» **Prompt**: Reproduce each of the following rows verbatim, in the order given.
[start]
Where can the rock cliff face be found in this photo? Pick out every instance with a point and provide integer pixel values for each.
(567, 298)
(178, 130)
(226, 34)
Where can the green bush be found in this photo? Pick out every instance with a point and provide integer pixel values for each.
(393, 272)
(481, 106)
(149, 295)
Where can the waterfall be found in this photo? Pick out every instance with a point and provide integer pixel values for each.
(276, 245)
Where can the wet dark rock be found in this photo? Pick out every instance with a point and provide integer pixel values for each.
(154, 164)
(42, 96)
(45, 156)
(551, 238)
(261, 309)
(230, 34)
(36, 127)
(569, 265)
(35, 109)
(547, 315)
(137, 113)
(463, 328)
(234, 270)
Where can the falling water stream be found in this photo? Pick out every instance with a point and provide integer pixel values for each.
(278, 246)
[end]
» **Correct answer**:
Where can the rock cliff face be found in this photo? Pick out every instance with a point and provide integer pixel values for each.
(567, 298)
(178, 130)
(226, 34)
Where can the green bush be found in this photo? Pick out every instance with a point and provide integer pixel values for each.
(393, 272)
(481, 106)
(149, 295)
Where can the waterfall be found in this photo? Pick out every instance with a point and provide integer pixel values for each.
(276, 245)
Where can the wet dark rock be found in this photo? Pick out every instance with a point and provide integer pixel values for each.
(154, 164)
(42, 96)
(45, 156)
(551, 238)
(261, 309)
(230, 34)
(36, 127)
(569, 265)
(35, 109)
(547, 315)
(137, 113)
(463, 328)
(234, 270)
Where can the falling water stream be found in this photo? Pick out every instance with a point and provide integer pixel values for each.
(278, 246)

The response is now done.